[Records from a data source]
[Begin]

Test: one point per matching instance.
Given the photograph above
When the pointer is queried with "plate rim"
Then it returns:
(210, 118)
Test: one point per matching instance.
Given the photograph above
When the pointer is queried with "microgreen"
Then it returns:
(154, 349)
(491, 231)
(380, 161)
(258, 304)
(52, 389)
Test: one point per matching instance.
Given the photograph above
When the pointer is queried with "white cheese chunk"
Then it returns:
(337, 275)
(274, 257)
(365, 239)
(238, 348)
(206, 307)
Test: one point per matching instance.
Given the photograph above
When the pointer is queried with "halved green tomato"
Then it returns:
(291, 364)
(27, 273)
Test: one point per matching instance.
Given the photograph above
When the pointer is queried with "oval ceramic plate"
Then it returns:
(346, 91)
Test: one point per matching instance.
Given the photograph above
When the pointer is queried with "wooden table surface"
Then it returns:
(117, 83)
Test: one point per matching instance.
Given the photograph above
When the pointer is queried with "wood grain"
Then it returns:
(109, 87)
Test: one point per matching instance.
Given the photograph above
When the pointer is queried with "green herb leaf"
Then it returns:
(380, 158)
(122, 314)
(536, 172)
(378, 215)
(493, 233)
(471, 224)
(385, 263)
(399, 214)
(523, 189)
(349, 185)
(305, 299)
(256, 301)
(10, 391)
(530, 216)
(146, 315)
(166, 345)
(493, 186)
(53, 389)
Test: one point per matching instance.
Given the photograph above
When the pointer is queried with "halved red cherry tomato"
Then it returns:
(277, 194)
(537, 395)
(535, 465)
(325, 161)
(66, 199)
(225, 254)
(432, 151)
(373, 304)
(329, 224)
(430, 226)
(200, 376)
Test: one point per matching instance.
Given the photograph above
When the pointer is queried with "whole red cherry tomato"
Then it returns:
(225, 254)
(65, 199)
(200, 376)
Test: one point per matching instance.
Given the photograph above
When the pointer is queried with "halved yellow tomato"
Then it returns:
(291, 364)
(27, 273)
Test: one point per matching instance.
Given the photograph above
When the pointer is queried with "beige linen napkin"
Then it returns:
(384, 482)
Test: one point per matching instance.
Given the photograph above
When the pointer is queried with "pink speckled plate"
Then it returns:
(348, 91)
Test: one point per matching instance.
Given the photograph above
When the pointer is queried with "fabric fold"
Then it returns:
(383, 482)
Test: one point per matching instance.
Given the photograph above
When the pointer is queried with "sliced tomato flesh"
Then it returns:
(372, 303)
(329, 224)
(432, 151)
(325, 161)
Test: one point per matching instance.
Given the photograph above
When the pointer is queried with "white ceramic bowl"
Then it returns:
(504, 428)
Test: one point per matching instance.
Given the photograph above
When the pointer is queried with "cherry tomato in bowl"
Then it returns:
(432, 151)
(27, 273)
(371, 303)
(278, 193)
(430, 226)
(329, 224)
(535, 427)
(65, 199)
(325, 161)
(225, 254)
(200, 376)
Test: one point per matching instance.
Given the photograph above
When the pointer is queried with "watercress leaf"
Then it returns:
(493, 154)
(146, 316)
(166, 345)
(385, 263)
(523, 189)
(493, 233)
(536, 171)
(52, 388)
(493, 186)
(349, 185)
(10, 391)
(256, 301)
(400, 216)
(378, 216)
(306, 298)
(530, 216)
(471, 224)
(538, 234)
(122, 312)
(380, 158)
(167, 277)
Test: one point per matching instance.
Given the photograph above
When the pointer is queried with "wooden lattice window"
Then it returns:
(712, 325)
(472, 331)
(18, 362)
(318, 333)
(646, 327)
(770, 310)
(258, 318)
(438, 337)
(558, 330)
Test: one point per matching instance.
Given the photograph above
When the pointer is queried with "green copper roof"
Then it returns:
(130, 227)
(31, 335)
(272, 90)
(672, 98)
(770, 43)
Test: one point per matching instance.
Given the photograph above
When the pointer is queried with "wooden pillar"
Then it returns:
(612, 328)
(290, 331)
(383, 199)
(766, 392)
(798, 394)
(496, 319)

[End]

# EXERCISE REQUIREMENTS:
Transcribe all of the lines in the records precisely.

# REPLY TO THE TASK:
Test: one point per matching instance.
Given the photograph above
When the pointer is queried with "plate rim"
Then it returns:
(210, 118)
Test: one point per matching instance.
Given the photograph above
When the pointer is queried with "microgreen"
Then it returns:
(154, 349)
(491, 231)
(380, 161)
(258, 304)
(52, 389)
Test: one point per matching instance.
Given the photograph above
When the pointer is queried with "white cheese chunk"
Then it returns:
(337, 275)
(274, 257)
(365, 239)
(238, 348)
(206, 307)
Test: one point per matching instance.
Given the photograph above
When the pointer is queried with "halved green tomato"
Then it returns:
(291, 364)
(27, 273)
Test: one point per matching instance.
Given the photograph above
When the pointer is queried with "oval ceramic plate"
Then it returns:
(346, 91)
Test: one point per matching instance.
Given the photograph above
When the pointer is queried with "wooden table surface"
Then it returns:
(117, 83)
Test: one point per matching instance.
Given the photograph above
When the pointer is queried with "wood grain"
Then it returns:
(109, 87)
Test: one point per matching instance.
Given the photograph above
When the pointer is queried with "green herb leaf"
Then it returns:
(380, 158)
(122, 314)
(536, 172)
(378, 215)
(493, 233)
(471, 224)
(385, 263)
(399, 214)
(523, 189)
(349, 185)
(305, 299)
(256, 301)
(10, 391)
(530, 216)
(146, 315)
(166, 345)
(493, 186)
(53, 389)
Test: one point per matching instance.
Given the photograph above
When the pointer is queried with "halved red cherry tomato"
Then it returns:
(277, 194)
(537, 395)
(535, 465)
(325, 161)
(66, 199)
(225, 254)
(432, 151)
(373, 304)
(329, 224)
(430, 226)
(200, 376)
Test: one point per matching instance.
Given the photograph above
When the pointer is queried with "whole red cherry tomato"
Then it returns:
(225, 254)
(65, 199)
(200, 376)
Test: one point per matching instance.
Given the photograph above
When the pointer is queried with "halved yellow tomato"
Then it returns:
(291, 364)
(27, 273)
Test: one point per matching instance.
Given the photograph above
When the pointer is queried with "beige linen napkin"
Then it returns:
(384, 482)
Test: one point per matching instance.
Given the photograph above
When the pointer is queried with "pink speckled plate"
Then it returns:
(348, 91)
Test: one point per matching instance.
Given the photograph above
When the pointer is queried with "fabric fold"
Then it returns:
(383, 482)
Test: one point per matching instance.
Given the photograph above
When the pointer is queried with "sliced tomato flesh"
Then it returns:
(372, 303)
(329, 224)
(432, 151)
(325, 161)
Test: one point per matching instance.
Given the photograph above
When the pointer is queried with "white ceramic bowl"
Then it returns:
(504, 428)
Test: one point per matching instance.
Given the photograph above
When the pointer is queried with "cherry tomato in bowl"
Then it returns:
(432, 151)
(27, 273)
(371, 303)
(278, 193)
(430, 226)
(329, 224)
(535, 427)
(65, 199)
(325, 161)
(225, 254)
(200, 376)
Test: one point per matching instance.
Given the photograph above
When the pointer is queried with "watercress leaf"
Then it returns:
(493, 154)
(146, 316)
(166, 345)
(385, 263)
(523, 189)
(493, 233)
(536, 171)
(52, 388)
(493, 186)
(349, 185)
(10, 391)
(256, 301)
(400, 216)
(378, 216)
(306, 298)
(530, 216)
(471, 224)
(538, 234)
(122, 312)
(380, 158)
(167, 277)
Test: one point per matching instance.
Given the photograph above
When the pointer is queried with "wooden lattice window"
Then it returns:
(712, 325)
(472, 331)
(18, 362)
(318, 333)
(646, 327)
(770, 310)
(258, 318)
(438, 337)
(558, 330)
Test: one point per matching instance.
Given the photograph above
When the pointer is queried with "green copper roof"
Then it returns:
(130, 227)
(31, 335)
(272, 90)
(672, 98)
(770, 43)
Test: one point per matching instance.
Given the photograph above
When the pointer is queried with "wooden pillar"
Then it returns:
(612, 328)
(290, 331)
(383, 199)
(766, 392)
(798, 394)
(496, 319)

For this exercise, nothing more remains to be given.